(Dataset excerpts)
= Beginning of Section =

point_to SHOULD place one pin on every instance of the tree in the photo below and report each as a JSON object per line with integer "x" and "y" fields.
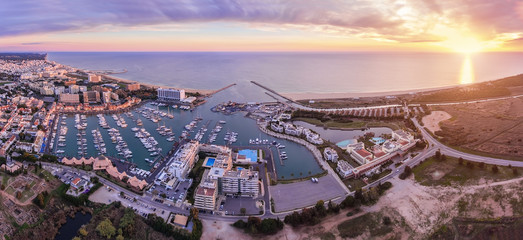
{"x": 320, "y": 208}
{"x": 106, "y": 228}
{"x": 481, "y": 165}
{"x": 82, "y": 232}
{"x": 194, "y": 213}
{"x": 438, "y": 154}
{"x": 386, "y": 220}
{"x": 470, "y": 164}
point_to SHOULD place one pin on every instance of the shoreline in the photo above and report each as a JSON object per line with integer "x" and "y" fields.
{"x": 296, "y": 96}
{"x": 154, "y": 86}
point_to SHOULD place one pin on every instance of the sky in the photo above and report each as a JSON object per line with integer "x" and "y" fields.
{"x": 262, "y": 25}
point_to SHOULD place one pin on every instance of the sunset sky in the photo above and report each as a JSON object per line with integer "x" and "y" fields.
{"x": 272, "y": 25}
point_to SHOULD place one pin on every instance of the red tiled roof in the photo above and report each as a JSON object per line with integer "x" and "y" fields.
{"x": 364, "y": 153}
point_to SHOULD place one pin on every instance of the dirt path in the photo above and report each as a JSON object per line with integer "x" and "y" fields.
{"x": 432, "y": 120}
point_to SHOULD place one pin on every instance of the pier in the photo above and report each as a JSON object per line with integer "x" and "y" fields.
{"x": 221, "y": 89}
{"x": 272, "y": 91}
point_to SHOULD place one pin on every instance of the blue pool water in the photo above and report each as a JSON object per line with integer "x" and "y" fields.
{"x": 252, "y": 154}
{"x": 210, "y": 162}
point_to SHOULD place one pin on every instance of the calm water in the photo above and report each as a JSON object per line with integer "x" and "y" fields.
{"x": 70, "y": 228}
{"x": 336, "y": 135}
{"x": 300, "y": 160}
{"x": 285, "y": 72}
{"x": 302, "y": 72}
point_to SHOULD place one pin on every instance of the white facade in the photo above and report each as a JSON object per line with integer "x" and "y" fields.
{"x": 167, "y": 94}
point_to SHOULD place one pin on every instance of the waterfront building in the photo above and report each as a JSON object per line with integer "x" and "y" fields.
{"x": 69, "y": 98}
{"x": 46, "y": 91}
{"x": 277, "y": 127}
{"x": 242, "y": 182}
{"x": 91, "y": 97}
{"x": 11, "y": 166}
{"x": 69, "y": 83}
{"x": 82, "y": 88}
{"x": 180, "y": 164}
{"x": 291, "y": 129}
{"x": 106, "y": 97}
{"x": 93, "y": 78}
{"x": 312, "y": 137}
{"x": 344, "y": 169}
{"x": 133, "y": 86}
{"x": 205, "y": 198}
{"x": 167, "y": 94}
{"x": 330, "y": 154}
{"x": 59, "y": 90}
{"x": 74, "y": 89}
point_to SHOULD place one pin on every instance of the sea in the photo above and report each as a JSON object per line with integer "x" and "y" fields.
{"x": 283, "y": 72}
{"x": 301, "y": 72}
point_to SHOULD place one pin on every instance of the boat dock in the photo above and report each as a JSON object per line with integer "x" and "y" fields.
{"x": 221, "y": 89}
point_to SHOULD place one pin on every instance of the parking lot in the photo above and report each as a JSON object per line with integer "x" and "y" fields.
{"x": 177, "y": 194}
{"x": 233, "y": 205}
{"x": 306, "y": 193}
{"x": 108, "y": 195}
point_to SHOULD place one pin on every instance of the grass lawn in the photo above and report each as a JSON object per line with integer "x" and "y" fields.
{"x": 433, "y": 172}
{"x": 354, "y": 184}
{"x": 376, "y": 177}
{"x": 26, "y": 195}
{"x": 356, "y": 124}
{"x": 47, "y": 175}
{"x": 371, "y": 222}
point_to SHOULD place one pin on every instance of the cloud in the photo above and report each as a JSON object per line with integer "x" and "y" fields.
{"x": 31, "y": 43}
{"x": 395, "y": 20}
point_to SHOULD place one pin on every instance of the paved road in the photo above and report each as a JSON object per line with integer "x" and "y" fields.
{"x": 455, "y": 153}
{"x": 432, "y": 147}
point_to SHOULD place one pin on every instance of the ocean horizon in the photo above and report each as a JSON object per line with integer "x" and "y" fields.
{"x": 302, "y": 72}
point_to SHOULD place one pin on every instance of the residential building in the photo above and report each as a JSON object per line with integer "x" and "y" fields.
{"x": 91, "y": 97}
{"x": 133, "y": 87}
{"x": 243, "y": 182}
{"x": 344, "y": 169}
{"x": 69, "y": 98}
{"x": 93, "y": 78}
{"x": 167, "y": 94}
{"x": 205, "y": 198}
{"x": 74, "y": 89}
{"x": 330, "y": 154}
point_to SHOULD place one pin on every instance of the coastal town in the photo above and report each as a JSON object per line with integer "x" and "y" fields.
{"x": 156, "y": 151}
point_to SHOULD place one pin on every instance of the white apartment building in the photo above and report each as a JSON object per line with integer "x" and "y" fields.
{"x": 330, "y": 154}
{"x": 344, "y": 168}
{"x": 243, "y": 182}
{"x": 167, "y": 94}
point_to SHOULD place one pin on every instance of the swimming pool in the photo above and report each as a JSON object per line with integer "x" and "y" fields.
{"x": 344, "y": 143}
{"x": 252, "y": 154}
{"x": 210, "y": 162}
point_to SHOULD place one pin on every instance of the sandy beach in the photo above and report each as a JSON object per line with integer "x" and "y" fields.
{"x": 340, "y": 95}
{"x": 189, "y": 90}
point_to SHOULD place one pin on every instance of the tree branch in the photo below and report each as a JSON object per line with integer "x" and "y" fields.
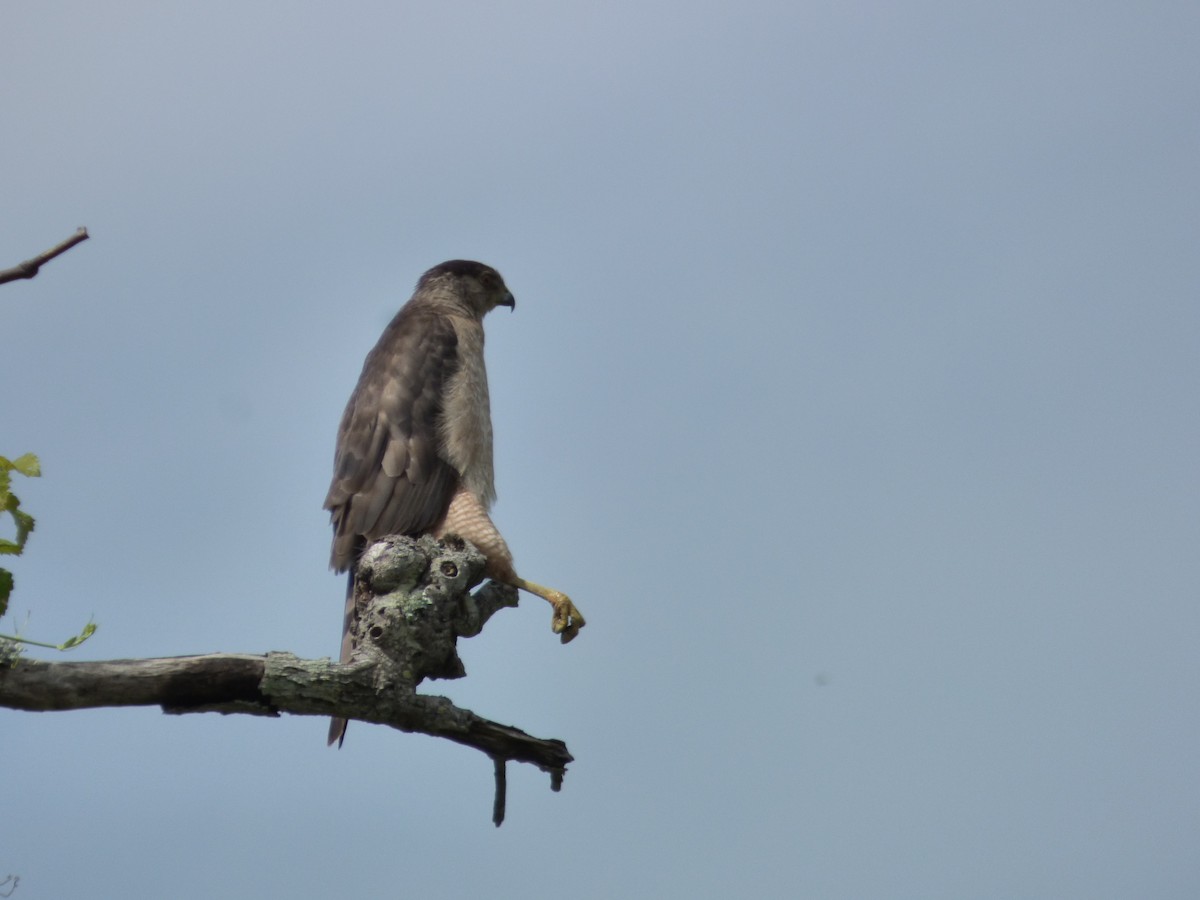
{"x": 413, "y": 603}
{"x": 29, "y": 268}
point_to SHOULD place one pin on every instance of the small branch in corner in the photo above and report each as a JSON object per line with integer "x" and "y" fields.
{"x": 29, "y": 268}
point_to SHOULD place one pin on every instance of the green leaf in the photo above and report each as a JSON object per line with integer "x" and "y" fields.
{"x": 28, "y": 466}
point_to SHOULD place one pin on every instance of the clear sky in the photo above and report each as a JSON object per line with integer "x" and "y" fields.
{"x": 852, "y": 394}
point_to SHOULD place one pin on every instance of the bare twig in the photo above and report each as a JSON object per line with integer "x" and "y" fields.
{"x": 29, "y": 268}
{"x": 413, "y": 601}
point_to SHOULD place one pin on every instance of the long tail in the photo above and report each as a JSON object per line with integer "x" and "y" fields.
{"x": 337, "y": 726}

= End of Section =

TASK ITEM:
Repeat the records above exactly. Pictures do not belong in the copy.

YOUR SOLUTION:
point_to SHOULD place one pin on every instance of the tree in the photo below and report each as a JSON object per line with integer "x" and "y" fields.
{"x": 320, "y": 208}
{"x": 106, "y": 228}
{"x": 481, "y": 165}
{"x": 82, "y": 232}
{"x": 194, "y": 213}
{"x": 438, "y": 154}
{"x": 386, "y": 220}
{"x": 470, "y": 164}
point_to SHOULD place one pin on every instance of the shoreline in the photo above and report each as a JSON object per line with integer "x" and "y" fields.
{"x": 296, "y": 96}
{"x": 154, "y": 86}
point_to SHOULD place one pin on every instance of the sky in the photo above and report each as a JSON object per line with integer "x" and "y" fields.
{"x": 262, "y": 25}
point_to SHOULD place one pin on every instance of the sunset sky in the photo above and report each as a JSON object per line with integer "x" and "y" fields.
{"x": 272, "y": 25}
point_to SHOULD place one pin on every instance of the red tiled roof in the photo above and report each as a JSON object per line with integer "x" and "y" fields.
{"x": 364, "y": 153}
point_to SHOULD place one pin on every instance of the dirt path in the photo above and report each as a JSON object per line with integer "x" and "y" fields.
{"x": 432, "y": 120}
point_to SHOULD place one pin on every instance of the pier in the photo above and report each as a JSON object per line with integer "x" and "y" fields.
{"x": 221, "y": 89}
{"x": 272, "y": 91}
point_to SHOULD place one pin on every instance of the blue pool water in the photo above and report each as a JSON object per line with integer "x" and "y" fields.
{"x": 252, "y": 154}
{"x": 210, "y": 162}
point_to SHOULD place one pin on every instance of the calm water in the photo above and report each as a JSON object per line with integer "x" and "y" fields.
{"x": 70, "y": 228}
{"x": 336, "y": 135}
{"x": 300, "y": 160}
{"x": 285, "y": 72}
{"x": 302, "y": 72}
point_to SHOULD place one pin on every instance of the white facade in the photo above and report each as a JSON object per line with integer "x" and "y" fields.
{"x": 167, "y": 94}
point_to SHOULD place one pin on every instance of the waterfront building in the photo above and report each as a JSON object per line with integer "x" and "y" fields.
{"x": 69, "y": 98}
{"x": 46, "y": 91}
{"x": 277, "y": 127}
{"x": 242, "y": 182}
{"x": 91, "y": 97}
{"x": 11, "y": 166}
{"x": 69, "y": 83}
{"x": 82, "y": 88}
{"x": 180, "y": 164}
{"x": 291, "y": 129}
{"x": 106, "y": 97}
{"x": 93, "y": 78}
{"x": 312, "y": 137}
{"x": 344, "y": 169}
{"x": 133, "y": 86}
{"x": 205, "y": 198}
{"x": 167, "y": 94}
{"x": 330, "y": 154}
{"x": 59, "y": 90}
{"x": 74, "y": 89}
point_to SHOULD place one pin on every instance of the sea in the photo above and report each as a JSON object per line with integer "x" and "y" fields.
{"x": 283, "y": 72}
{"x": 301, "y": 72}
point_to SHOULD place one pin on every instance of the boat dock in the photo above and report each as a JSON object per line with integer "x" and "y" fields.
{"x": 221, "y": 89}
point_to SHOULD place one pin on every instance of the parking lot in the photo above and report each as a JSON object per line with integer "x" and "y" fields.
{"x": 177, "y": 194}
{"x": 233, "y": 205}
{"x": 306, "y": 193}
{"x": 108, "y": 195}
point_to SHOULD place one pin on every instance of the grass lawn in the photo above and report each as a JSON object per line with integer "x" and "y" fields.
{"x": 433, "y": 172}
{"x": 354, "y": 184}
{"x": 376, "y": 177}
{"x": 26, "y": 195}
{"x": 356, "y": 124}
{"x": 47, "y": 175}
{"x": 371, "y": 222}
point_to SHOULD place one pin on every instance of the cloud in the photo above and report each as a JSON object per line with integer "x" and "y" fields.
{"x": 31, "y": 43}
{"x": 395, "y": 20}
point_to SHOULD place one pin on every instance of the paved road in the photo above and report each as a JSON object per line with integer "x" and "y" fields.
{"x": 455, "y": 153}
{"x": 432, "y": 147}
point_to SHOULD place one pin on every instance of the ocean horizon in the photo above and report each as a JSON object per line with integer "x" and "y" fields.
{"x": 302, "y": 72}
point_to SHOULD place one pin on every instance of the residential building in the photo above and report each as a JSON object per line with integer "x" and "y" fields.
{"x": 91, "y": 97}
{"x": 133, "y": 87}
{"x": 243, "y": 182}
{"x": 344, "y": 169}
{"x": 69, "y": 98}
{"x": 93, "y": 78}
{"x": 167, "y": 94}
{"x": 205, "y": 198}
{"x": 74, "y": 89}
{"x": 330, "y": 154}
point_to SHOULD place one pin on every instance of the coastal town in the photo above and report each as a JSON object per line with integer "x" and "y" fields.
{"x": 156, "y": 151}
point_to SHOULD place one pin on every instance of the white apartment building in the photo above and report each as a JSON object per line with integer "x" and "y" fields.
{"x": 330, "y": 154}
{"x": 344, "y": 168}
{"x": 243, "y": 182}
{"x": 167, "y": 94}
point_to SHOULD place one pin on every instance of the swimming pool in the photo above and report each as a JSON object per line with integer "x" and "y" fields.
{"x": 344, "y": 143}
{"x": 252, "y": 154}
{"x": 210, "y": 162}
point_to SHOULD place one pin on every instance of the sandy beach in the photo above and report each as a JSON object per line with integer "x" and "y" fields.
{"x": 340, "y": 95}
{"x": 189, "y": 90}
point_to SHOULD place one pin on every instance of the tree branch in the photo below and report each as a JSON object per line with integer "x" and "y" fields.
{"x": 413, "y": 603}
{"x": 29, "y": 268}
point_to SHOULD place one pin on every instance of the small branch in corner in the photo above and report each as a JSON object per line with integer "x" and "y" fields.
{"x": 29, "y": 268}
point_to SHOULD place one pin on every instance of the green leaf in the photo above and report each as a JSON object per line with integer "x" and "y" fields.
{"x": 28, "y": 466}
point_to SHOULD place one pin on every instance of the clear sky in the photo above and report each as a JSON object per line with integer "x" and "y" fields.
{"x": 852, "y": 394}
point_to SHOULD place one pin on every instance of the bare twig in the photo above and report each as a JSON object per line with integer "x" and "y" fields.
{"x": 29, "y": 268}
{"x": 413, "y": 601}
point_to SHOULD place one pin on every instance of the long tail in the photo above and report each as a JSON object per line with integer "x" and "y" fields.
{"x": 337, "y": 726}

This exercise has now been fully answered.